ИСХОДНЫЙ ТЕКСТ:
↓

По вопросам на очной ставке можно было понять, что Ежова обвиняют в создании конспиративной группы и он в этом признался. Спрошенный, входил ли в эту группу мой собеседник, он ответил отрицательно, и на этом очная ставка была окончена. В результате последний не стал подельником бывшего наркома внутренних дел. Но поскольку, по мнению советских властей, участника очной ставки с Ежовым нельзя оставить на свободе, он получил свои восемь лет и был направлен в тот же лагерь, что и я. Правда, когда мы прибыли на место, нас разделили, и больше я его не встречал.
По прибытии на станцию назначения, мою группу пешим этапом отправили на лагпункт за двадцать километров от станции, где мы около получаса простояли на двадцатиградусном морозе перед лагерной вахтой, украшенной транспарантом: «Моральное возрождение преступников достигается напряженным трудом». В сумерки нас ввели в лагерную зону и направили в столовую, уставленную длинными столами и деревянными лавками вдоль них. Нам раздали баланду с маленькими кусочками рыбы в ней, но она была горячей, и уже за одно это можно было благодарить Бога. Когда, поужинав, я вышел из барака, я остановился как вкопанный — все небо в северной его части горело и переливалось тысячами разноцветных всполохов, то рождавшихся, то умиравших, растягивавшихся и принимавших самые причудливые очертания. Всполохи северного сияния так и остались в моей памяти, как отметина в жизни, ознаменовавшая ее новый этап — я стал советским зэком.

↑

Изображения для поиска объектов
↓

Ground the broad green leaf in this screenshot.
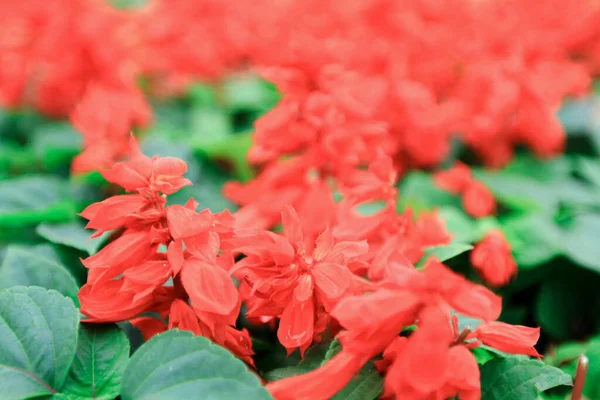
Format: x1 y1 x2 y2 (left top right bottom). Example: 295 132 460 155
142 139 235 212
321 338 342 365
0 246 79 302
62 324 129 400
31 122 82 171
398 171 462 213
419 243 473 265
0 286 79 399
192 132 254 181
481 357 572 400
502 214 563 268
36 221 108 255
265 339 383 400
534 270 600 340
331 361 383 400
439 206 479 243
121 330 272 400
576 157 600 187
502 154 571 182
221 75 280 111
474 170 558 213
0 175 75 227
471 347 495 365
561 214 600 272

↑

ЗАДАНИЕ:
Продолжите воспоминания о прибытии в лагерь, начиная сразу после их последнего предложения. Список — отдельный материал, с текстом он не связан.

ПОЛЕ ОТВЕТА:
Мое пребывание в лагере длилось со второй половины марта 1941 года до двадцатого апреля 1942 года, когда я был освобожден и двинулся на юг. Лагерная моя жизнь делится на два этапа: первый — до так называемой амнистии и освобождения из усть-вымьских лагерей в августе 1941 года. Второй — с конца августа 1941 года по 1942 год, когда меня и Адама Тельмана, бывшего адъютанта командования львовского Союза вооруженной борьбы (ZWZ, см. примечание22), исключили из группы освобождавшихся и отправили назад в лагеря. Тельмана освободили в январе 1942 года, а меня — в апреле по личной просьбе нашего посла в Куйбышеве Кота и министров лондонского правительства Вацлава Комарницкого и Каэтана Моравского, сделавших по моему вопросу специальное представление советскому послу в Англии.
Первый этап был более-менее сносным, второй же, т. е. осень и зима 1941—42 годов, — страшным. Это было время голода, мороза, доходящего до минус 50 °C, груды замерзших трупов, сваленных на лагерном дворе, ожидающих прихода врача, который должен констатировать смерть, и всеобщий авитаминоз, худшей формой которого была пелагра — недостаток витамина Е. В январе — марте 1942 года обыденной вещью было, что некоторые не могли встать на развод — они были мертвы. Наивысшей смертность была среди украинцев, буковинских и бессарабских молдаван и среди кавказцев; русские, финны и китайцы были более живучими.